▶ Data in this exercise:

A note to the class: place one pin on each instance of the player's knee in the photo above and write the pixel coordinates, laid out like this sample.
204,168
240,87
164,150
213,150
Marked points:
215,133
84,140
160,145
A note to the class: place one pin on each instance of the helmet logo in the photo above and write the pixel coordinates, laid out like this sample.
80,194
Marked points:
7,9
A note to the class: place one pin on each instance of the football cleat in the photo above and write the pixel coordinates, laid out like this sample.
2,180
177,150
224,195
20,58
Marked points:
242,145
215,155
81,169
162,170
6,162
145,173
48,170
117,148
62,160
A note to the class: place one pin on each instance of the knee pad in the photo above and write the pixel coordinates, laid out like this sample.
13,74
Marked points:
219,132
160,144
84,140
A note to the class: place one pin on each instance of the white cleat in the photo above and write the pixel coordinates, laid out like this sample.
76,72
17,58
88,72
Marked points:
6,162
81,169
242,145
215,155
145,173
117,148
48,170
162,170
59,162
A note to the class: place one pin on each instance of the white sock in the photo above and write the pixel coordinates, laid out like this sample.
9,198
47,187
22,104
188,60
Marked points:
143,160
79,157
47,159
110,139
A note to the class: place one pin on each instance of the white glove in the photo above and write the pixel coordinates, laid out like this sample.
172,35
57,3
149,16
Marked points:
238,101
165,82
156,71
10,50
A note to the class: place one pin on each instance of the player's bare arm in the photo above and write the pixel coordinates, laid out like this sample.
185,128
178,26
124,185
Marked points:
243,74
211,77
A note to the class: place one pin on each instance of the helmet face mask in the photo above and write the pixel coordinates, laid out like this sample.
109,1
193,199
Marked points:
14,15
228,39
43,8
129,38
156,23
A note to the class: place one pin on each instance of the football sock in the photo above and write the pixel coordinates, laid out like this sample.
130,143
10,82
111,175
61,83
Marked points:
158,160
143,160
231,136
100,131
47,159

▶ Task goal: Each of the lines above must appear again, unchanged.

▶ Answer box:
A note to the class: place one pin on each instance of the player's knee in the photo above and write the pixel coordinates, laid out like this sample.
204,168
240,87
164,150
213,150
Marked points:
215,133
84,140
160,145
A note to the class: place one pin on each instance of the helmet logo in the photo above and write the pixel coordinates, laid out like this sample.
80,194
Marked points:
7,9
A note to the class: place one pin on each instance of the football cleat in the photo above and write the pixel coordinates, laid out like this sample.
2,180
177,150
224,195
20,58
Marked points:
242,145
215,155
81,169
162,170
6,162
145,173
48,170
117,148
62,160
A note to the class: place one pin on each instance of the knee pad in the photo above and write the pixel coordinates, laid out like this sample.
13,74
Marked points:
219,132
160,144
84,140
A note to the class: place one pin on each instance of the white cleat in the photo above and write the pixel coordinates, laid out like this sample.
76,72
17,58
88,72
Marked points:
6,162
81,169
242,145
215,155
145,173
117,148
48,170
162,170
59,162
A note to the class: place one pin on each instance of the white sock in the photo above and write the pixel coordinates, laid out like this sample.
9,198
47,187
22,104
188,60
Marked points:
143,160
79,157
47,159
110,139
A note to the class: place one pin on each instance of the white glove in the photo above and write the pixel coordinates, laid out like this sample.
172,35
57,3
149,16
Marked points:
238,101
165,82
156,71
10,50
A note to the class: place one pin on each instance of the player's bare arm in the photo above and write the pixel coordinates, laid out like this sample.
185,128
178,26
124,185
Marked points:
243,74
211,77
A note to the class: place one pin on each instance of the helmet face mask in the photo above and write the pixel coordinates, laid out like this sample.
109,1
193,199
Marked points:
14,15
228,39
43,8
129,38
156,23
A note to the class: place one pin on each instance of the football sock in the photo above and write the pixel coordinates, laid out like this sample.
130,143
10,82
111,175
61,83
Marked points:
158,160
143,160
231,136
100,131
47,159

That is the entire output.